It seems like there should be some way to "hack" the audio transcription that google offers through google voice or youtube. Unfortunately I haven't found a way to upload a file. With youtube, if you make a fake movie, it gives an error that it can't be transcribed. Getting google voice to work would require some sort of phone interface I suppose...

Re:I've wondered about this too (4, Informative)

Enuratique (993250) | more than 4 years ago | (#32972214)

Google relies on Twilio [twilio.com] for their audio transcription.

Re:I've wondered about this too (1)

itamblyn (867415) | more than 4 years ago | (#32972506)

Source?

Best Idea (3, Informative)

Anonymous Coward | more than 4 years ago | (#32971980)

just upload it to youtube, its genius google transcription technology will make everything sense out of it.

Re:Best Idea (0)

Culture20 (968837) | more than 4 years ago | (#32972112)

* **INPUT MATERIAL**
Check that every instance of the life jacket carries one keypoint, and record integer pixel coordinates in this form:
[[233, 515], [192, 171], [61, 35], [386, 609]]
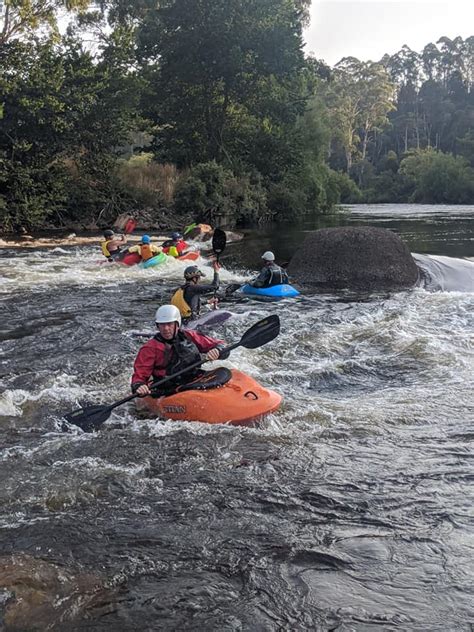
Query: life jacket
[[105, 248], [277, 276], [172, 251], [183, 353], [178, 301], [146, 252]]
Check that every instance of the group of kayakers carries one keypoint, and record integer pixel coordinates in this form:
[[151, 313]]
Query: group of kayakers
[[113, 246], [174, 348]]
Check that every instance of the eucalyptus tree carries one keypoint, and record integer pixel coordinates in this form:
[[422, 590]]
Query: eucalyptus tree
[[27, 17], [225, 79], [361, 97]]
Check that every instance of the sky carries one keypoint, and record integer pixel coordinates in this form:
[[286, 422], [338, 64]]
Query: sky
[[367, 29]]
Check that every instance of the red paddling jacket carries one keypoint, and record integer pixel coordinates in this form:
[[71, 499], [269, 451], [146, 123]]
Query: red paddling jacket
[[159, 357]]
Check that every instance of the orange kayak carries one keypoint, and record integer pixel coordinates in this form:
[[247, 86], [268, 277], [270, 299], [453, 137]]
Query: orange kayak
[[240, 401]]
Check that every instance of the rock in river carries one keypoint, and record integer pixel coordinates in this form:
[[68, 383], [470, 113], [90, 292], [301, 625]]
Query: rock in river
[[356, 258]]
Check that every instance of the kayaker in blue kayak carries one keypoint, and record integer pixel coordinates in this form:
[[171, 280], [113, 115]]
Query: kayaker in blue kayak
[[187, 298], [171, 350], [146, 249], [271, 274]]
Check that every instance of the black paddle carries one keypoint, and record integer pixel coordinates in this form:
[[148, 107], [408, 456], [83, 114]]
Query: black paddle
[[92, 417], [219, 240]]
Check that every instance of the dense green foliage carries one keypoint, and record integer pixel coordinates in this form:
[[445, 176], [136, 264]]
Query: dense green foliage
[[235, 122]]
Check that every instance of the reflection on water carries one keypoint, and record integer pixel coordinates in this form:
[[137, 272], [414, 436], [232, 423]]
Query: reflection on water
[[427, 229], [348, 509]]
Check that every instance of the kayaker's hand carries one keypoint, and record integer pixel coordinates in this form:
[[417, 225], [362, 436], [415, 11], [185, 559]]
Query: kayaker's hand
[[213, 354], [143, 390]]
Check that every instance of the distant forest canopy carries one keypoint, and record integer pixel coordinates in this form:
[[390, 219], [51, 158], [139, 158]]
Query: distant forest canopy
[[210, 108]]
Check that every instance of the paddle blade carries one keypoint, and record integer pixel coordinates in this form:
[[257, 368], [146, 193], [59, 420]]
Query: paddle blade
[[189, 228], [219, 240], [261, 333], [90, 418]]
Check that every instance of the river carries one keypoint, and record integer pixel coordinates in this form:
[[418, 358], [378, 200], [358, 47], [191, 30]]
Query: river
[[351, 508]]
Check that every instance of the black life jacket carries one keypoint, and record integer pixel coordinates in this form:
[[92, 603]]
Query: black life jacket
[[183, 352]]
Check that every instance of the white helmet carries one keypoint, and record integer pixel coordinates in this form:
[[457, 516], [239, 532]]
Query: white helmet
[[168, 314]]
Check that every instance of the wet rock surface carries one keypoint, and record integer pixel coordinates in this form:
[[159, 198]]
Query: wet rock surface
[[356, 258]]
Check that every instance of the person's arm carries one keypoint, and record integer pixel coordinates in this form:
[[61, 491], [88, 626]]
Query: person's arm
[[143, 369], [205, 288], [203, 343], [262, 278]]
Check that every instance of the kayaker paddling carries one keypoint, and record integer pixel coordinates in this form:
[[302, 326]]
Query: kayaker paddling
[[170, 351], [146, 249], [175, 246], [112, 244], [92, 417], [271, 273], [187, 298]]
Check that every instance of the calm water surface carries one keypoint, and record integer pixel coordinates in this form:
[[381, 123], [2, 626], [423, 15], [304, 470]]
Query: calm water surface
[[348, 509]]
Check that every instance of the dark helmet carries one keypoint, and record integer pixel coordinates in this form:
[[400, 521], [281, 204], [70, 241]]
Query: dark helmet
[[192, 271]]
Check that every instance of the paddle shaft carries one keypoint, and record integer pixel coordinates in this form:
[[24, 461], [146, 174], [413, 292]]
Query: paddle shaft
[[219, 240]]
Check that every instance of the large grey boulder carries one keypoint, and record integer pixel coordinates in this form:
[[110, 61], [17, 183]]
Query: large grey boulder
[[357, 258]]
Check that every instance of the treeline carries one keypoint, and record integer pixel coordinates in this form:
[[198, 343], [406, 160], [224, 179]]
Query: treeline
[[210, 108], [407, 124]]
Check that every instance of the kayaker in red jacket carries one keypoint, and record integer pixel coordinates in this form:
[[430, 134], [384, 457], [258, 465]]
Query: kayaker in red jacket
[[171, 350]]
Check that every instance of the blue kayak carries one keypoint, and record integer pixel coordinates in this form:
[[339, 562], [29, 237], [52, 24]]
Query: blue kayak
[[275, 291]]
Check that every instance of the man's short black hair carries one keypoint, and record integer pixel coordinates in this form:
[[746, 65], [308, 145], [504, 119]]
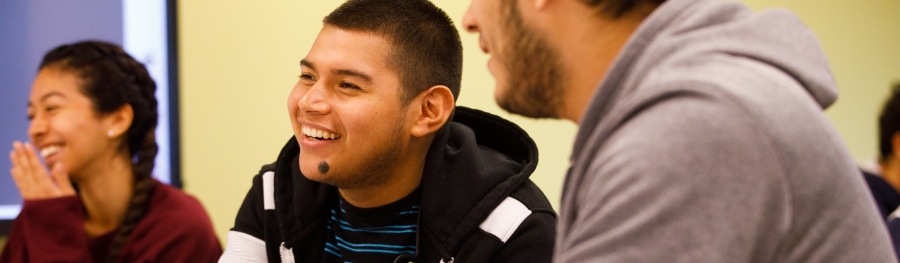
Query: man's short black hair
[[618, 8], [889, 122], [427, 50]]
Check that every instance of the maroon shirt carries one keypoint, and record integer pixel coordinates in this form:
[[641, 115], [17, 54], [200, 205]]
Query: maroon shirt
[[174, 229]]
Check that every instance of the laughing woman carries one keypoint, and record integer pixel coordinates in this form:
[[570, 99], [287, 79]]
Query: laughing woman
[[93, 115]]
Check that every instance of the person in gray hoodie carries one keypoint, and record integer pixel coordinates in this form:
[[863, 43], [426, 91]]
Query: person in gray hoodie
[[701, 139]]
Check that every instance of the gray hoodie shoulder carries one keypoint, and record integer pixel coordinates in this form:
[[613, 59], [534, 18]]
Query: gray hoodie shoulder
[[706, 142]]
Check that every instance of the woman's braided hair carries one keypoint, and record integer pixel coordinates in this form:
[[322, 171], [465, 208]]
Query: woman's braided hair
[[111, 79]]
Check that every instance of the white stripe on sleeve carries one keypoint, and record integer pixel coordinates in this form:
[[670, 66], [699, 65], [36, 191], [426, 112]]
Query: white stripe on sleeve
[[243, 248], [269, 190], [505, 219]]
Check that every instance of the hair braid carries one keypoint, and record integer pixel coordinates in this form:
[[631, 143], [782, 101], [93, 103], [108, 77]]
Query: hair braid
[[143, 186]]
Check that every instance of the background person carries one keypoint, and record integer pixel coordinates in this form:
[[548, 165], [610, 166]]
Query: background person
[[701, 134], [93, 114], [383, 167]]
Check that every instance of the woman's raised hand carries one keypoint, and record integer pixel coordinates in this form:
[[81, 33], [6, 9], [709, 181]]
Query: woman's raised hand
[[31, 175]]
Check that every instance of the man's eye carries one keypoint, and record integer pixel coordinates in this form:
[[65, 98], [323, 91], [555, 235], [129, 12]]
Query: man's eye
[[307, 77], [347, 85]]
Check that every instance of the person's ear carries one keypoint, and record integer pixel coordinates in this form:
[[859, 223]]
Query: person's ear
[[118, 122], [540, 4], [434, 107]]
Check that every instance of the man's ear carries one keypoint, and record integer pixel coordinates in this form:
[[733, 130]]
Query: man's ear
[[435, 106], [118, 122]]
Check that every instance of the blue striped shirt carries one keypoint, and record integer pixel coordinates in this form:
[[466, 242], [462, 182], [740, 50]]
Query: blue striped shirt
[[377, 234]]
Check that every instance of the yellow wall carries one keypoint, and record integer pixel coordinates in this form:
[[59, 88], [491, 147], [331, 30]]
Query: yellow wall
[[239, 60]]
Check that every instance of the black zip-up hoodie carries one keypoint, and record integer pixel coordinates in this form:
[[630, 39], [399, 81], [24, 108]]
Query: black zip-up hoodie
[[477, 203]]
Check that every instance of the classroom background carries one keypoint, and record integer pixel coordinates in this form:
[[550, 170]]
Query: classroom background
[[238, 60]]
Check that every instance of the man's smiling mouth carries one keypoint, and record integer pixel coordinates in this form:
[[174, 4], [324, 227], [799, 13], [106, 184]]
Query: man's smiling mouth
[[317, 134]]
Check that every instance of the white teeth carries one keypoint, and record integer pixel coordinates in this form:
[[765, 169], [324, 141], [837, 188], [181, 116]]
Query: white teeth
[[319, 134], [47, 151]]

* **EXERCISE SET**
1) Write down the part of the forum thread from "itamblyn (867415) |" up to and including "sense out of it.".
2) Can you render the lines of the entries as a numbered list, from the line with "Check that every instance of the white teeth" up to and including the final line of the entries, leaving out any blank lines?
These entries are unrelated to the forum thread.

* **RESULTS OF THE EXERCISE**
1)
itamblyn (867415) | more than 4 years ago | (#32972506)

Source?

Best Idea (3, Informative)

Anonymous Coward | more than 4 years ago | (#32971980)

just upload it to youtube, its genius google transcription technology will make everything sense out of it.

2)
1. Check that every instance of the white teeth carries one keypoint, and record integer pixel coordinates in this form:
2. [[765, 169], [324, 141], [837, 188], [181, 116]]
3. Query: white teeth
4. [[319, 134], [47, 151]]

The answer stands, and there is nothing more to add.